| DIRECTIONS |
Below are records; how many of their lines contain "potato"? Give the number and no other words.

+-------+

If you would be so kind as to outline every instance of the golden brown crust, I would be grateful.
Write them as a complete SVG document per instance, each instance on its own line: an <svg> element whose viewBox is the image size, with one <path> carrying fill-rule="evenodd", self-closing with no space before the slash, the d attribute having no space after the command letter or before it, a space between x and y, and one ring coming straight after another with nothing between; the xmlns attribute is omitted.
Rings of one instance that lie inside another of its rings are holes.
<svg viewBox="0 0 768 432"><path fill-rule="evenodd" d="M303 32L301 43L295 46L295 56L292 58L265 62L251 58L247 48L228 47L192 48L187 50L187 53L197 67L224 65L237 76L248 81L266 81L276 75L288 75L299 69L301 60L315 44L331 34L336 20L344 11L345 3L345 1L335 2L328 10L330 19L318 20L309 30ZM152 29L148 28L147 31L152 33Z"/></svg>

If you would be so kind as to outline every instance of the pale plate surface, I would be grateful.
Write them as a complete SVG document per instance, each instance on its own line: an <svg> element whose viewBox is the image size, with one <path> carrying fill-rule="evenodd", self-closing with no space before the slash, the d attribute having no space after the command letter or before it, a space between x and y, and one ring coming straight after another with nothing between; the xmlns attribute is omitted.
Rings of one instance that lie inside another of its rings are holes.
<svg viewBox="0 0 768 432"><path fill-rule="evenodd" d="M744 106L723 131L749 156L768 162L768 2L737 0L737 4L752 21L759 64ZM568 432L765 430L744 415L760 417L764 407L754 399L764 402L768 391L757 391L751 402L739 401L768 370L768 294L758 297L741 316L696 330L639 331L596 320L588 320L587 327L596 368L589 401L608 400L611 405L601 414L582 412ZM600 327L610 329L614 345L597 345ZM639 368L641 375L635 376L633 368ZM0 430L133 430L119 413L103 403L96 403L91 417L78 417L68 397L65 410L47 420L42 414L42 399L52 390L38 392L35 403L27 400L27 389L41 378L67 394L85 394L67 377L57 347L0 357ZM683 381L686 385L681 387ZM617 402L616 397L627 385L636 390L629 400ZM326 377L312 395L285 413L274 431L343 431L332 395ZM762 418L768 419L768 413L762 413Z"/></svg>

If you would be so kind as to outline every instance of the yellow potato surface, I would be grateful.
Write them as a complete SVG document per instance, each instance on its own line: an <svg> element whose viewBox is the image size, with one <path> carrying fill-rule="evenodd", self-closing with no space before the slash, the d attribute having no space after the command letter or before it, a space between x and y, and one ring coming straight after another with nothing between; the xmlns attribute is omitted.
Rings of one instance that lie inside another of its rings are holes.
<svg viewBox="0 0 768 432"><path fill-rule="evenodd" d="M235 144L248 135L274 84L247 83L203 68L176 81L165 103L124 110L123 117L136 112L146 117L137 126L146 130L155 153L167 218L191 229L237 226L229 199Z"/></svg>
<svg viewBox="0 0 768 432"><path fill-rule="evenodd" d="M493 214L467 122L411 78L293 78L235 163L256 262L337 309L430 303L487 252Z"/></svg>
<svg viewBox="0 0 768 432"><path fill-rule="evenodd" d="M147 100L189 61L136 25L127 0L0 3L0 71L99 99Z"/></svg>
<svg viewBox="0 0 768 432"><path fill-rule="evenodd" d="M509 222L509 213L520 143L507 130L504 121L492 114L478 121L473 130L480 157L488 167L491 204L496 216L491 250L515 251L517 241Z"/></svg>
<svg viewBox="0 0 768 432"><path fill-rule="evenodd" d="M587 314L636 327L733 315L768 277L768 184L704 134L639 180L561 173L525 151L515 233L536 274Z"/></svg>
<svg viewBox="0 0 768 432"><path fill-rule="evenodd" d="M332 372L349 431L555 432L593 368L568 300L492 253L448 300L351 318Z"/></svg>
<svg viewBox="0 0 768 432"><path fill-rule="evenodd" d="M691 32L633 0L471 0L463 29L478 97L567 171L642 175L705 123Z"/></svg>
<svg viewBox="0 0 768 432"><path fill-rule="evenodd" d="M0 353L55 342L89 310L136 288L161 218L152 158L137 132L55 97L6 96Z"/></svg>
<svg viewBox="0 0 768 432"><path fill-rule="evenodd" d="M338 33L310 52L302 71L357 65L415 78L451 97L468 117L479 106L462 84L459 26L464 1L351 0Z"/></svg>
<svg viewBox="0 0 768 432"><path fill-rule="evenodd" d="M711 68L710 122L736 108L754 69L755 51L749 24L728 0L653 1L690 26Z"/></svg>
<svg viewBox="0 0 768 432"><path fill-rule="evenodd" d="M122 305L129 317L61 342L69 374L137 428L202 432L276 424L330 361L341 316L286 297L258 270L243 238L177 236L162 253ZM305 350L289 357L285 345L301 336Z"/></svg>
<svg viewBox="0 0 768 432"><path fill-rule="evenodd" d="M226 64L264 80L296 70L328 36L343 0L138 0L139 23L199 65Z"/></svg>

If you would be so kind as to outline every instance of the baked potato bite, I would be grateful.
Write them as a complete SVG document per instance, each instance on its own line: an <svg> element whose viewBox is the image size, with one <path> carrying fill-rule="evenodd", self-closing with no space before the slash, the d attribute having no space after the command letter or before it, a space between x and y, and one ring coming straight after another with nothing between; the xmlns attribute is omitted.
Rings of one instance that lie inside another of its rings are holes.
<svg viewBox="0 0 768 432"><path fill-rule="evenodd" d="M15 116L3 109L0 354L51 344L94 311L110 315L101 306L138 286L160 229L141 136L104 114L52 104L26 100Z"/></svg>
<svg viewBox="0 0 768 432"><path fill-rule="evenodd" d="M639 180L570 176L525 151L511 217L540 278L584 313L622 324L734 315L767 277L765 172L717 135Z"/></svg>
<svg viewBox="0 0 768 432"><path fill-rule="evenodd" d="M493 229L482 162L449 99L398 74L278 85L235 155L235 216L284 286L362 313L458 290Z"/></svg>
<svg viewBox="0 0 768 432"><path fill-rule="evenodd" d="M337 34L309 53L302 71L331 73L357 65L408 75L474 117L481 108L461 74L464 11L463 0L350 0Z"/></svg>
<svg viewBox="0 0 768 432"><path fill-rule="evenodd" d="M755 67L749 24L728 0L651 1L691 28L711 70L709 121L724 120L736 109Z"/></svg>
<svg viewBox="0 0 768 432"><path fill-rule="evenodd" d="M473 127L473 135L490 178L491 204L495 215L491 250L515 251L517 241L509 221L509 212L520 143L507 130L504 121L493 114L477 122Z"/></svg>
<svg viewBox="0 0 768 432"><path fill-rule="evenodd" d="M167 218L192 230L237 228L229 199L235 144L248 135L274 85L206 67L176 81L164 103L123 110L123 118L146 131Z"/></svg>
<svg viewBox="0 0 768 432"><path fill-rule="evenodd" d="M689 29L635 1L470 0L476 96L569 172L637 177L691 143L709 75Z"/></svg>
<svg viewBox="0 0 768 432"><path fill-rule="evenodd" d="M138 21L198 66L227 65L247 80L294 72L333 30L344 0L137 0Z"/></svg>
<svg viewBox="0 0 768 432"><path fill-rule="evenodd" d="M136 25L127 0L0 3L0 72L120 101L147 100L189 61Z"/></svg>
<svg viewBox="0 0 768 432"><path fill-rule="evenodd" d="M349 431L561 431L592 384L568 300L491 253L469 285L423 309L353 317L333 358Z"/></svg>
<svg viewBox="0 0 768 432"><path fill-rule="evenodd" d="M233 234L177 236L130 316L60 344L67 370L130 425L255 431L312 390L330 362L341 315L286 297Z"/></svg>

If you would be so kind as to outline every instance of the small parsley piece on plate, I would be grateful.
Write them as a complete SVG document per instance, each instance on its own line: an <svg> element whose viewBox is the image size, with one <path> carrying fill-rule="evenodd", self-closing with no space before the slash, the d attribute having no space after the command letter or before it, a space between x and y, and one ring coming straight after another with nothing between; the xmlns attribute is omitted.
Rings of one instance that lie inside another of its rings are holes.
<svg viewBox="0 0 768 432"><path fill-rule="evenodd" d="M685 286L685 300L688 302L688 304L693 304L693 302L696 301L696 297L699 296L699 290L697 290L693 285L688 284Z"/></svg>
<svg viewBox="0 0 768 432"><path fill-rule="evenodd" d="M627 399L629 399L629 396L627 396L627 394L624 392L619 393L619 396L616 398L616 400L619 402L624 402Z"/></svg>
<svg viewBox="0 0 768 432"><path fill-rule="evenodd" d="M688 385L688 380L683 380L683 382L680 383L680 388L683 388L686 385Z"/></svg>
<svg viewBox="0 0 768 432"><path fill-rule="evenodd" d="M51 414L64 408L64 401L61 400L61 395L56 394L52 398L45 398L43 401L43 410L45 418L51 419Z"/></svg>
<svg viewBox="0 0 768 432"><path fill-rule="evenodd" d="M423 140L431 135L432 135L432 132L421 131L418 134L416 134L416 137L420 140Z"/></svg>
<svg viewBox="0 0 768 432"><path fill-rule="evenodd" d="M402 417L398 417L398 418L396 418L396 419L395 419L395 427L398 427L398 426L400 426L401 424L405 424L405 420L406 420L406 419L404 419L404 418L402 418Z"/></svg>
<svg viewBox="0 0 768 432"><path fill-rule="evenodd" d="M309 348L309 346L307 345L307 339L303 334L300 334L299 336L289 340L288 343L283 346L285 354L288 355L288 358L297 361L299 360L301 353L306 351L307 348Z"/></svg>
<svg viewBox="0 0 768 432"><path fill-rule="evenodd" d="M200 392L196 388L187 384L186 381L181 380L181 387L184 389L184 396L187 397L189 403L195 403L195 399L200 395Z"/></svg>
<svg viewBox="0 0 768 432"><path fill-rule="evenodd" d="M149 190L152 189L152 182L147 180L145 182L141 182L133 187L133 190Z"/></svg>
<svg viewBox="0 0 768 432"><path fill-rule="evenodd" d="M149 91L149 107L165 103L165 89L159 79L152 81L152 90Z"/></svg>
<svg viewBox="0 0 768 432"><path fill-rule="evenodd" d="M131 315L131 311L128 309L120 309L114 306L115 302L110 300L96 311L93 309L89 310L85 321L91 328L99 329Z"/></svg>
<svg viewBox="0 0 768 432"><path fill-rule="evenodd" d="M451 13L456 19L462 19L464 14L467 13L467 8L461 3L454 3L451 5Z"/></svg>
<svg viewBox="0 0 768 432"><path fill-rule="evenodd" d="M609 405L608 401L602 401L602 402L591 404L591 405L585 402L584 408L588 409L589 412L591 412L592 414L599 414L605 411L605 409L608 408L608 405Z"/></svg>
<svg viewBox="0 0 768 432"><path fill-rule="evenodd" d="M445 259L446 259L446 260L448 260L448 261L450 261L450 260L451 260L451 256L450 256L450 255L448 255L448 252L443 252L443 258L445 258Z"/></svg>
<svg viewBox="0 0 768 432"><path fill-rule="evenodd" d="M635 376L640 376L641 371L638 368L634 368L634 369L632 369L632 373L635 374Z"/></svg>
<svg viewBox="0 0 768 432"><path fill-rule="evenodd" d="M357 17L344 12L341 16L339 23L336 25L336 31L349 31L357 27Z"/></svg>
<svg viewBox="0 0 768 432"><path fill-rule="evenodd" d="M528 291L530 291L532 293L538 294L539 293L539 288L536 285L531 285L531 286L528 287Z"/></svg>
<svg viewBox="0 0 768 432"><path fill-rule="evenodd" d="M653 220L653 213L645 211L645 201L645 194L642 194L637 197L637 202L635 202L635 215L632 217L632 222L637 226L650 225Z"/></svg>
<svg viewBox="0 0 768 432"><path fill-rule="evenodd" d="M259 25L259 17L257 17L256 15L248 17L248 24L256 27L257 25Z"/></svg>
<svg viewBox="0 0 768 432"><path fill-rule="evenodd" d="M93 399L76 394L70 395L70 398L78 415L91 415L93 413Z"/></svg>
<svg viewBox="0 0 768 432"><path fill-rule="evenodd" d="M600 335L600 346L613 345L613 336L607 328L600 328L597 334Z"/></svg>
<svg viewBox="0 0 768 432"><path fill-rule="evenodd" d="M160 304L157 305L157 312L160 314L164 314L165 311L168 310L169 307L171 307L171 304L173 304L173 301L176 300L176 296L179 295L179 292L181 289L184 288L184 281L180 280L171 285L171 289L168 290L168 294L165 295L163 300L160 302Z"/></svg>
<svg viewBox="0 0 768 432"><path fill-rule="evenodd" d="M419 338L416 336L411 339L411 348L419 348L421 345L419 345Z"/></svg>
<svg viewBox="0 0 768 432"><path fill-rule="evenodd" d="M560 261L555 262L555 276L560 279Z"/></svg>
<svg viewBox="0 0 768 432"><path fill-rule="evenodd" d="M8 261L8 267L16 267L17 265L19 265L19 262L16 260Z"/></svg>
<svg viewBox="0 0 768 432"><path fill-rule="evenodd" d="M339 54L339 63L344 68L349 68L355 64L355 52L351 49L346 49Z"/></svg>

+-------+

| RESULT OF THIS EXERCISE |
2